# EXERCISE 1
In the forum thread about spatial interfaces, what were OS X applications not allowed to do in the Snow Leopard days?
# EXERCISE 2
Pick up the forum thread about spatial interfaces where it stops and write what comes next.

# PAGE TEXT
We already knew decades ago that spatial interfaces [1] are superior to everything else when it comes to working quickly. You can walk into a familiar room and instinctively turn on a light by reaching for the switch without even looking. With a well-organized kitchen an experienced chef (or even a skilled home cook) can cook a very complicated dish very efficiently when they know where all of the utensils are so that they don't need to go hunting for everything.

Yet today it seems like all software is constantly trying to guess what we want and in the process ends up rearranging everything so that we never feel comfortable using our computers anymore. I REALLY miss using Mac OS 9 (and earlier). At some point I need to set up some vintage Macs to use it again, though its usefulness at browsing the web is rather limited these days (mostly due to protocol changes, but also due to JavaScript). It'd be really nice to have a modern browser running on a vintage Mac, though the limited RAM would be a serious problem.

[1] https://arstechnica.com/gadgets/2003/04/finder/

nottorp 4/1/2025|||

> With a well-organized kitchen an experienced chef (or even a skilled home cook) can cook a very complicated dish very efficiently when they know where all of the utensils are so that they don't need to go hunting for everything.

Even I can make a breakfast without looking in my kitchen, because I know where all the needed stuff is :)

On another topic, it doesn't have to look well organized. My home office looks like a bomb exploded in it, but I know exactly where everything is.

> I REALLY miss using Mac OS 9 (and earlier).

I was late to the Mac party, about the Snow Leopard days. I definitely remember that back then OS X applications weren't allowed to steal focus from what I had in the foreground. These days every idiotic splash screen steals my typing.

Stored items

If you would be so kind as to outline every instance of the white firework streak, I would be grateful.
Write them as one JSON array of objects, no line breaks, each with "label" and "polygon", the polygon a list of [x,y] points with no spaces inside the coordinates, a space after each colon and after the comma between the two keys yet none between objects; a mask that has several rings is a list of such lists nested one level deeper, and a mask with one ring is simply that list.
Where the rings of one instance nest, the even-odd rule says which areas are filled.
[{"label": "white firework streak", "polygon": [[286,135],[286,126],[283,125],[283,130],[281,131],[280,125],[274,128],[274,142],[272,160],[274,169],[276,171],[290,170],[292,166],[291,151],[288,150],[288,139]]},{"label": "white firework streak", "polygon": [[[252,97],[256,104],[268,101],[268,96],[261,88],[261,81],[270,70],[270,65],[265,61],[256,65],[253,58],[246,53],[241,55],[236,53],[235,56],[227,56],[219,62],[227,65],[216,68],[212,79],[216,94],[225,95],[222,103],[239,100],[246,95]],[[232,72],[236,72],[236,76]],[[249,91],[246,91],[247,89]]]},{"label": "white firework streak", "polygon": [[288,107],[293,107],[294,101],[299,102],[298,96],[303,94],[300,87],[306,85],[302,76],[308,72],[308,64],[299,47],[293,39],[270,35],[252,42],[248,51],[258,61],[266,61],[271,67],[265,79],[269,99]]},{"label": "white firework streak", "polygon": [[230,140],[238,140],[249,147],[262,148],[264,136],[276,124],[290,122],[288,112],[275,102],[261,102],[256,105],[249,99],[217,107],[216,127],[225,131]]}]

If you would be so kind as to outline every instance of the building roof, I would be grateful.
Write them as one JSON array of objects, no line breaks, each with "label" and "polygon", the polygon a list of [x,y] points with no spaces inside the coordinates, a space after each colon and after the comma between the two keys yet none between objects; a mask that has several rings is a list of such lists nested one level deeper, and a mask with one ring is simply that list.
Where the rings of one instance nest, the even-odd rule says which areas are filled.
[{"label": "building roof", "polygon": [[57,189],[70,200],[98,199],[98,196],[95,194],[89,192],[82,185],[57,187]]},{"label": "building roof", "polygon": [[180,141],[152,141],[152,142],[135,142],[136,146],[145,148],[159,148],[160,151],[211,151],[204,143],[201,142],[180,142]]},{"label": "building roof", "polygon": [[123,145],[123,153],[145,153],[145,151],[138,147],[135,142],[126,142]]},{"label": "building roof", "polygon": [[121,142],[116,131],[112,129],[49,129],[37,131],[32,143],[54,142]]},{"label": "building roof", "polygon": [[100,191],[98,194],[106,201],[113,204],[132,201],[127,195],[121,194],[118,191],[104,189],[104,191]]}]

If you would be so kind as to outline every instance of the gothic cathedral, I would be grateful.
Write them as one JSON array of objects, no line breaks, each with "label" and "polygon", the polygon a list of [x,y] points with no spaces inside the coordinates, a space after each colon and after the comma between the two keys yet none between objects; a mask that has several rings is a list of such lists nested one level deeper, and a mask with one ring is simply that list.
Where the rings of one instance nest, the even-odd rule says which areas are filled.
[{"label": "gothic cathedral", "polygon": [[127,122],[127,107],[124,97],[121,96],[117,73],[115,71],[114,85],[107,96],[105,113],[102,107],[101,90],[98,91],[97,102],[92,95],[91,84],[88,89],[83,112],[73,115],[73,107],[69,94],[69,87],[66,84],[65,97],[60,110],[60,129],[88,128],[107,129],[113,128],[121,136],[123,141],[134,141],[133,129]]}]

# REPLY 1
They weren't allowed to steal focus from what was in the foreground.

# REPLY 2
albertsondev 4/1/2025|||

This right here is probably my single biggest complaint with modern computing. It's a phenomenon I've taken to calling, in daily life, "tools trying to be too damn smart for their own good". I detest it. I despise it. Many of the evils of the modern state of tech--algorithmic feeds, targeted advertising, outwardly user-hostile software that goes incredible lengths to kneecap your own ability to choose how to use it--so, so much of it boils down to tools, things that should be extensions of their users' wills, being designed to "think" they know better what the user wants to do than the users themselves. I do not want my software, designed more often than not by companies with adversarial ulterior motives, to attempt to decide for me what I meant to watch, to listen to, to type, to use, to do. It flies in the face of the function of a tool, it robs people of agency, and above all else it's frankly just plain annoying having to constantly correct and work around these assumptions made based on spherical users in frictionless vacuums and tuned for either the lowest common denominator or whatever most effectively boosts some handful of corporate metrics-cum-goals (usually both). I want my computer to do what I tell it to, not what it (or rather, some bunch of brainworm-infested parasites on society locked in a boardroom) thinks I want to do. I can make exceptions for safety-critical applications. I do not begrudge my computer for requiring additional confirmation to rm -rf root, or my phone for lowering my volume when I have it set stupidly loud, or my car for having overly-sensitive emergency stop or adaptive cruise functions. These cases also all, crucially, have manual overrides. I can add --no-preserve-root, crank my volume right back up, and turn off cruise control and control my speed with the pedals. Forced security updates I only begrudge for their tendency to serve as a justification or cover for shipping anti-features alongside. Autocorrecting the word "fuck" out of my vocabulary, auto-suggesting niche music out of my listening, and auto-burying posts from my friends who don't play the game out of my communications are not safety-critical. Let computers be computers. Let them do what I ask of them. Let me make the effort of telling them what that is. Is that so much to ask>

rimeice 4/1/2025||

Individual UIs have been built for every product that has a UI with specific shortcuts and specific techniques you learn to use that tool. I don’t see why the same couldn’t apply for speech interfaces. The article does mention we haven’t figured out shortcuts like the thumbs up equivalent in speech yet but doesn’t explore that further. I can imagine specific words or combinations of words being used to control certain software that you have to learn. Eventually there would be some unification for common tasks.

Arainach 4/1/2025|

Speaking is fundamentally slower than typing or using a mouse, and it is a catastrophically bad choice if you are not alone in a room.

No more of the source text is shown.